提供された抜粋:

_ _ _ _ _

はじめに

韓国は、生物多様性条約については1995年、名古屋議定書については2017年に締約国となりました。遺伝資源の取り扱いは許可制ではなく、基本的に届け出制です。2024年に韓国政府への微生物を対象としたABS対応を進めていましたが、対象となる遺伝資源について基本的なことを見落としており、遺伝資源を輸入できなかった失敗事例を紹介します。

1.基本的ABSプロセス

3種の微生物を韓国から受け取りたいという内容の相談が、日本の研究者から寄せられました。海外の遺伝資源を利用する場合の具体的プロセスは7段階あります。ただし、提供国、提供組織との関係や遺伝資源の種類によって手続きが不要な場合や、順番が前後することもあります。
1)信頼できる提供国相手の決定
2)提供国のABS情報の収集
3)他の国際条約、利用国(日本)の法令の遵守
4)「相互に合意する条件(MAT)」を盛り込んだ契約の締結
5)提供国政府から「情報に基づく事前の同意(PIC)」の取得
6)「材料移転契約(MTA)」の締結
7)輸送手段の確保

2.具体的な対応

1)提供国の相手

相手は論文でつながりができた韓国の大学研究者でした。

2)提供国のABS情報

遺伝学研究所ABS支援チームのHPには韓国の詳細な情報(2021年2月更新)が載っています。オンラインで次のURLに申請後に30日以内に証明書が発効されるようです。
https://www.abs.go.kr/absch-en/main.do?lang=en
念のため、「アジアABS学術フォーラム- ABSシンポジウム2023 -」(2023年10月、東京)での講演者に直接メールしたところ、次のような返事をいただきました。
・韓国の研究者から受け取る予定の微生物は、韓国当局による輸出承認の対象ではありません。つまり、それらを所持することに何の制限もありません。
・しかし、韓国の規制により、韓国の遺伝資源にアクセスする場合は、微生物を輸出する前に、韓国政府に報告しなければなりません。必要な報告を行うには、以下のウェブサイトにアクセスしてください。
https://www.abs.re.kr/eps/app?menuId=MENU003020101010000
・手続き中に問題が発生した場合、特に料金の支払いに関して問題が発生した場合は、韓国の研究者に手続きを代行してもらうとよいでしょう。
・国の規定によると、相互に合意する条件(MAT)の締結は個々の利用者の裁量に委ねられています。
・MATの代わりに、素材移転契約(MTA)を締結することもできます。
・MATまたはMTAを締結した場合、微生物へのアクセスを報告する際にはそのコピーを提出する必要があります。
教えてもらったHPには、必要書類としては次のとおり書かれていました。
ⅰ)国内遺伝資源へのアクセスに関する届出書
ⅱ)MATのコピー(締結されている場合)

_ _ _ _ _

韓国でのABS手続きを扱った文章から、「遺伝学研究所ABS支援チーム」で始まり「ーを提出する必要があります。」まで続く部分を、一字一句変えずに書き写してもらえますか。

保存済み一覧:
_ _ _ _ _

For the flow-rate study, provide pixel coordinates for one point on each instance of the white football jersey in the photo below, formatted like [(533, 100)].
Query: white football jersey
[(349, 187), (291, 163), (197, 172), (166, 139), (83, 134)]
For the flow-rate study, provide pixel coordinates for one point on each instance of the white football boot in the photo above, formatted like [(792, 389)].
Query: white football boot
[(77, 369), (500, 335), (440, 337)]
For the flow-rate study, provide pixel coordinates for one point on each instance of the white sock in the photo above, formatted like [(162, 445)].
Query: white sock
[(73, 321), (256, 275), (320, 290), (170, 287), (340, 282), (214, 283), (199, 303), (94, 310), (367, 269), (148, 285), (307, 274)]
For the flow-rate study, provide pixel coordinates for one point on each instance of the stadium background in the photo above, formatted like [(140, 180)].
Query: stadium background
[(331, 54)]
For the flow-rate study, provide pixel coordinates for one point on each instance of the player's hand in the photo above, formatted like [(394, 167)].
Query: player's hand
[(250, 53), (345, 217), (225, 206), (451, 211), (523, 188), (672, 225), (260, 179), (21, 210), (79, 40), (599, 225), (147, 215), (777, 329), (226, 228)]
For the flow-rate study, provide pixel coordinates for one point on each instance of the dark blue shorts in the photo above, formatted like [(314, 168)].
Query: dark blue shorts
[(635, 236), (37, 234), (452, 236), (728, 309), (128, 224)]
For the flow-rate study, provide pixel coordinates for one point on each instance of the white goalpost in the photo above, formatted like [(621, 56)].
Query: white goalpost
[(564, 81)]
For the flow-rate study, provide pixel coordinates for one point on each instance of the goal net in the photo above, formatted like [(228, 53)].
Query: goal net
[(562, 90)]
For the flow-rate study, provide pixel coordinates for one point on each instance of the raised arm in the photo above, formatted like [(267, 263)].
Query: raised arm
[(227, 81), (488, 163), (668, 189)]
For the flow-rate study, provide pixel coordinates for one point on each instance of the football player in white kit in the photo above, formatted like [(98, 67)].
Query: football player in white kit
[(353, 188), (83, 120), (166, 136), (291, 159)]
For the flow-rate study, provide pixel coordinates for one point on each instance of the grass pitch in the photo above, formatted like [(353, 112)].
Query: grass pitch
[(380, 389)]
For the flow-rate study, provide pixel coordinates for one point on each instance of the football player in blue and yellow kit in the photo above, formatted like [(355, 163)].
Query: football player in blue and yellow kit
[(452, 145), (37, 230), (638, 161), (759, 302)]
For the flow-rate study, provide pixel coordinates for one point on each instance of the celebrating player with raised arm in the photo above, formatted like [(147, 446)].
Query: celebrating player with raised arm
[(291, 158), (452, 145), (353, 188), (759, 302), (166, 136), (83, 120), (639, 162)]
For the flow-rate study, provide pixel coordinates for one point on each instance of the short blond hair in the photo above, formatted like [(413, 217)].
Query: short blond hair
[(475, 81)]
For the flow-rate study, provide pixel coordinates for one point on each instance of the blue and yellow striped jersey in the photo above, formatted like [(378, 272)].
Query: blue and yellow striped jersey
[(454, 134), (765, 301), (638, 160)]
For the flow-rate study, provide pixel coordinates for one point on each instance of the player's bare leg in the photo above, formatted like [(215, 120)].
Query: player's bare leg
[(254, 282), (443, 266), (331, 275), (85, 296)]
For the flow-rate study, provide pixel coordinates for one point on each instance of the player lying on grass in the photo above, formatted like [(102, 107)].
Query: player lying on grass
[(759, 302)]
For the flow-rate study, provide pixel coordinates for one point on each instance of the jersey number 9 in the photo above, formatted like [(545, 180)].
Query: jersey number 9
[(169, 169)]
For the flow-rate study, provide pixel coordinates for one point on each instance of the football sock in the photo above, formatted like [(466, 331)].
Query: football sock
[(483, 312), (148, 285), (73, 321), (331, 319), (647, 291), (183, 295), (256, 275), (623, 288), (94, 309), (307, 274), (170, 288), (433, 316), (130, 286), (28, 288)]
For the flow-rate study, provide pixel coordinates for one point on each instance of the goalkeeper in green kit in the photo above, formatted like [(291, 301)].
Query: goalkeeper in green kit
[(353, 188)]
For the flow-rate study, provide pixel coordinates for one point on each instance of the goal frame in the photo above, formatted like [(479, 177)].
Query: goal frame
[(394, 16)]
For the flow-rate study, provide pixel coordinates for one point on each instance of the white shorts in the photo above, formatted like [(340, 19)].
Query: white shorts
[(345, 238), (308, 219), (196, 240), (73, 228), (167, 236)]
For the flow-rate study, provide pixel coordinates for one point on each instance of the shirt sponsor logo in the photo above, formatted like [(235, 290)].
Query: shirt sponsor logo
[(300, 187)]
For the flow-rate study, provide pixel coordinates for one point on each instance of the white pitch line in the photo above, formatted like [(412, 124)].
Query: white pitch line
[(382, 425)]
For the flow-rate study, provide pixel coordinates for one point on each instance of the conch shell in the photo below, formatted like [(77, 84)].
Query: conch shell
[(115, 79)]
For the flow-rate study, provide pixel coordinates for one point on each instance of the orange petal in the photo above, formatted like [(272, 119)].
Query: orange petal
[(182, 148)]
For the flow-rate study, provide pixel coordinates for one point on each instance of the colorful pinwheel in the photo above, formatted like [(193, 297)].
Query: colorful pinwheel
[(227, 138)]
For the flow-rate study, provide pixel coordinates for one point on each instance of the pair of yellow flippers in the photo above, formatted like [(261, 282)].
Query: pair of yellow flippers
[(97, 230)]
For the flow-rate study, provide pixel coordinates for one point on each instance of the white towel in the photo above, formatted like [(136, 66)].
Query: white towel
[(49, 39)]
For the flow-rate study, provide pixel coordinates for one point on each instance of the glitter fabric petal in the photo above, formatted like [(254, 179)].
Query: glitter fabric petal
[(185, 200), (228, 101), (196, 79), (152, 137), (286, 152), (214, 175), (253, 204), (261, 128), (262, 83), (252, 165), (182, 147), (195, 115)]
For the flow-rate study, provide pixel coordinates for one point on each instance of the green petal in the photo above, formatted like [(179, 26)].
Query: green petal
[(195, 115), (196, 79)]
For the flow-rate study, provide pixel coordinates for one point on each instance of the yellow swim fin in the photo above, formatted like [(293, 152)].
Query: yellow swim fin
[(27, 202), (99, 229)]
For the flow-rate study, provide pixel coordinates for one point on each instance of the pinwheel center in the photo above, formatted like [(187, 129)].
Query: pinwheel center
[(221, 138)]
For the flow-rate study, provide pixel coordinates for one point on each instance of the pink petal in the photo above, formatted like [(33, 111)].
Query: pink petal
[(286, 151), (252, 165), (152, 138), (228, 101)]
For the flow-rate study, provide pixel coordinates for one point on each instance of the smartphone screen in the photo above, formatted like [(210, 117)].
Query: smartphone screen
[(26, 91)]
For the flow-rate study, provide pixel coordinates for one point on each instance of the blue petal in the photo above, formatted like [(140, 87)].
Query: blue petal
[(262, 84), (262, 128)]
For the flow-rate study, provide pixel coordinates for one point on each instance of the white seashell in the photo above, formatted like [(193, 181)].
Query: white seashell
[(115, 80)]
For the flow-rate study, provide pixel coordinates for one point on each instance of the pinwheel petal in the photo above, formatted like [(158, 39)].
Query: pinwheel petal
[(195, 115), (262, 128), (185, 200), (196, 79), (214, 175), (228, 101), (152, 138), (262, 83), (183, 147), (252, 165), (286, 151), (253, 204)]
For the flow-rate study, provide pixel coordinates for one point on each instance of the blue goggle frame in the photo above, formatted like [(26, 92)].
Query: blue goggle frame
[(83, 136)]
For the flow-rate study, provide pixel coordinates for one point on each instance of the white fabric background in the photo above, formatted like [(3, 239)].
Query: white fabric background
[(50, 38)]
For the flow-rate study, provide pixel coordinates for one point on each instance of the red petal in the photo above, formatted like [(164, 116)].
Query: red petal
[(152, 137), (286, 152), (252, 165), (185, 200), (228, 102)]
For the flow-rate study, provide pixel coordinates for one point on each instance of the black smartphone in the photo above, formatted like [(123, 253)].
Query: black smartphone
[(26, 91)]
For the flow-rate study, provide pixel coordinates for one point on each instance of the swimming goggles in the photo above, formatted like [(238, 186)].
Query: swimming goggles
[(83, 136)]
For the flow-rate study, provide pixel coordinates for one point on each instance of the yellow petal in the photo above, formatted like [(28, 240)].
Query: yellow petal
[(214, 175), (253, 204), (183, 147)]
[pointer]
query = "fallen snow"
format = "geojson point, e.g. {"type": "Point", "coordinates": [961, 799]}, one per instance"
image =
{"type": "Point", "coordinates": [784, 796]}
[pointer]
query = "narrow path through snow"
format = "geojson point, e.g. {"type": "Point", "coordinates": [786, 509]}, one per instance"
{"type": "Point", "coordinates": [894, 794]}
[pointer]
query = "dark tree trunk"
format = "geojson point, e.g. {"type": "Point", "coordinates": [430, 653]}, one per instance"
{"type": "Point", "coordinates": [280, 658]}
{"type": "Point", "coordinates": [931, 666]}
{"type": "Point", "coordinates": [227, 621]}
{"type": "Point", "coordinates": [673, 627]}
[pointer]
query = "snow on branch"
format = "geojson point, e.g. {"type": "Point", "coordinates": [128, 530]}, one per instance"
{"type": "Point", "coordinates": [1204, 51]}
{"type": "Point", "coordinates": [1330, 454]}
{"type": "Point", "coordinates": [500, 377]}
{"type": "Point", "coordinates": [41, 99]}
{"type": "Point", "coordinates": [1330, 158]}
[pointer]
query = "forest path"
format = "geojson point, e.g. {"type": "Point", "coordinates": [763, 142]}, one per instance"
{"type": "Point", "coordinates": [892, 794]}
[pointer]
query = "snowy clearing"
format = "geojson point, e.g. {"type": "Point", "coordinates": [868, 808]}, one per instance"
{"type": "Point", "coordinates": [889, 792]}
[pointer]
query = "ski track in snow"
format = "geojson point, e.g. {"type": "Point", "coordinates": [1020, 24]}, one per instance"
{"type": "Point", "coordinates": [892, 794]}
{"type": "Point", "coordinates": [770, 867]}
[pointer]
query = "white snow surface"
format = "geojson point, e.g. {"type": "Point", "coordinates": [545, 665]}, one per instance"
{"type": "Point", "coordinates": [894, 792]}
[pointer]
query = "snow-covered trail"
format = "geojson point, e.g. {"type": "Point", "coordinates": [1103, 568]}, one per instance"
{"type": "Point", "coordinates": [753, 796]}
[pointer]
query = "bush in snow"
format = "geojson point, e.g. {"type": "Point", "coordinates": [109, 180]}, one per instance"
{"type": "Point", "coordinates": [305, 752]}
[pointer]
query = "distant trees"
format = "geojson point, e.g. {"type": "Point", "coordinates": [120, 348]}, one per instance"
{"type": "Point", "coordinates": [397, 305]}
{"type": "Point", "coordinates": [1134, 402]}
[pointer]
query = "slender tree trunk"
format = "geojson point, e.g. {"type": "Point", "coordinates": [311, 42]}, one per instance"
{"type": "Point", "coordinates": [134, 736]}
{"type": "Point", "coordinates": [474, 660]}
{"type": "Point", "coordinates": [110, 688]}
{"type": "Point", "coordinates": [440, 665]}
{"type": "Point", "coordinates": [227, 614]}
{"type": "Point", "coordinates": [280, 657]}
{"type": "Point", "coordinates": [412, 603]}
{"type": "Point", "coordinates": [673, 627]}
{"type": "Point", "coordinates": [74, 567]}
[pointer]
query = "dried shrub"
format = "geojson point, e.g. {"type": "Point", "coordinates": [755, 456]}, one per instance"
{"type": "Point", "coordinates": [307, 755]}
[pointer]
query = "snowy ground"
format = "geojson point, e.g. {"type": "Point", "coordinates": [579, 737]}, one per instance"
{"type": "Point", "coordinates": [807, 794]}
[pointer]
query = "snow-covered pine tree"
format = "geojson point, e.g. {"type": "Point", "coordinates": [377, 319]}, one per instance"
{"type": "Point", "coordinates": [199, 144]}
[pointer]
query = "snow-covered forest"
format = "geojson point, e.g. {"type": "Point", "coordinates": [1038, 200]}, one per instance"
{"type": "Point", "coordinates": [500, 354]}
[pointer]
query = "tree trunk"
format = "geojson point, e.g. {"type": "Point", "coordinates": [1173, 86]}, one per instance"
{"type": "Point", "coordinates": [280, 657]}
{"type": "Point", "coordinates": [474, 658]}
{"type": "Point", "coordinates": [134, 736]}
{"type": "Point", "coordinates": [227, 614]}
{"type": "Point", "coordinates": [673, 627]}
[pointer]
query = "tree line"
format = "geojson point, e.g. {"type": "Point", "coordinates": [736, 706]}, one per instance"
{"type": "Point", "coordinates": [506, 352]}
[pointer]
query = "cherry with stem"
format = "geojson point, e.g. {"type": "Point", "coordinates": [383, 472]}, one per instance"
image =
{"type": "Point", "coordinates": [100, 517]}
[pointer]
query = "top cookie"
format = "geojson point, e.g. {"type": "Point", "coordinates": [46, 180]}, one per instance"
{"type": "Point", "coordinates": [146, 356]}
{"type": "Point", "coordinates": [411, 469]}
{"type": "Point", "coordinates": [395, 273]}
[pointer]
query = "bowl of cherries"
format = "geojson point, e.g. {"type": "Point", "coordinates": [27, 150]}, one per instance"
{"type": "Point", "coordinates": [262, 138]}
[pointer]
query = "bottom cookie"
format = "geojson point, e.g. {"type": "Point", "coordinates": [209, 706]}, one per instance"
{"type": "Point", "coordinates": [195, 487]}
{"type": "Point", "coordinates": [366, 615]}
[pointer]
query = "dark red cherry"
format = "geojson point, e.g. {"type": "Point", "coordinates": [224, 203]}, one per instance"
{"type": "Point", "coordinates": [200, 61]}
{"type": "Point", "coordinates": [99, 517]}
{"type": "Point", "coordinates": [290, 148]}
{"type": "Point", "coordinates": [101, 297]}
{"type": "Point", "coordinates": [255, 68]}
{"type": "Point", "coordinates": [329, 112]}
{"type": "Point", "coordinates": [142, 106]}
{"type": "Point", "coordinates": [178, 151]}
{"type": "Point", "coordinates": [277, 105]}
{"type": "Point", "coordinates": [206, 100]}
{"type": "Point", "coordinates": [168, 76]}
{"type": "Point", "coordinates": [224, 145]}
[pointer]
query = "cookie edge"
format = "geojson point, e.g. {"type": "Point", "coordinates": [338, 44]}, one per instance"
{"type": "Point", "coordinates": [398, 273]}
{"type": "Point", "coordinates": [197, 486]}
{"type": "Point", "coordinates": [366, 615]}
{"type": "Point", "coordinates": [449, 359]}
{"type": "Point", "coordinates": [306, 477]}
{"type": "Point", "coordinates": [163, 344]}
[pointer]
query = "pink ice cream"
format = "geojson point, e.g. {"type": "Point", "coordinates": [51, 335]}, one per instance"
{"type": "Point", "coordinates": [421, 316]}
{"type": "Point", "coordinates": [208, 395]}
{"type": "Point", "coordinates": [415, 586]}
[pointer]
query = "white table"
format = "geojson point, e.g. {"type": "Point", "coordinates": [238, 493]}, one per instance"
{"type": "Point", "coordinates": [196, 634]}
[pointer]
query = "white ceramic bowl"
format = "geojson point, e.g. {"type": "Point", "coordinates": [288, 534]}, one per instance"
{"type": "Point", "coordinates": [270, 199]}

_ _ _ _ _

完成した作業:
遺伝学研究所ABS支援チームのHPには韓国の詳細な情報(2021年2月更新)が載っています。オンラインで次のURLに申請後に30日以内に証明書が発効されるようです。
https://www.abs.go.kr/absch-en/main.do?lang=en
念のため、「アジアABS学術フォーラム- ABSシンポジウム2023 -」(2023年10月、東京)での講演者に直接メールしたところ、次のような返事をいただきました。
・韓国の研究者から受け取る予定の微生物は、韓国当局による輸出承認の対象ではありません。つまり、それらを所持することに何の制限もありません。
・しかし、韓国の規制により、韓国の遺伝資源にアクセスする場合は、微生物を輸出する前に、韓国政府に報告しなければなりません。必要な報告を行うには、以下のウェブサイトにアクセスしてください。
https://www.abs.re.kr/eps/app?menuId=MENU003020101010000
・手続き中に問題が発生した場合、特に料金の支払いに関して問題が発生した場合は、韓国の研究者に手続きを代行してもらうとよいでしょう。
・国の規定によると、相互に合意する条件(MAT)の締結は個々の利用者の裁量に委ねられています。
・MATの代わりに、素材移転契約(MTA)を締結することもできます。
・MATまたはMTAを締結した場合、微生物へのアクセスを報告する際にはそのコピーを提出する必要があります。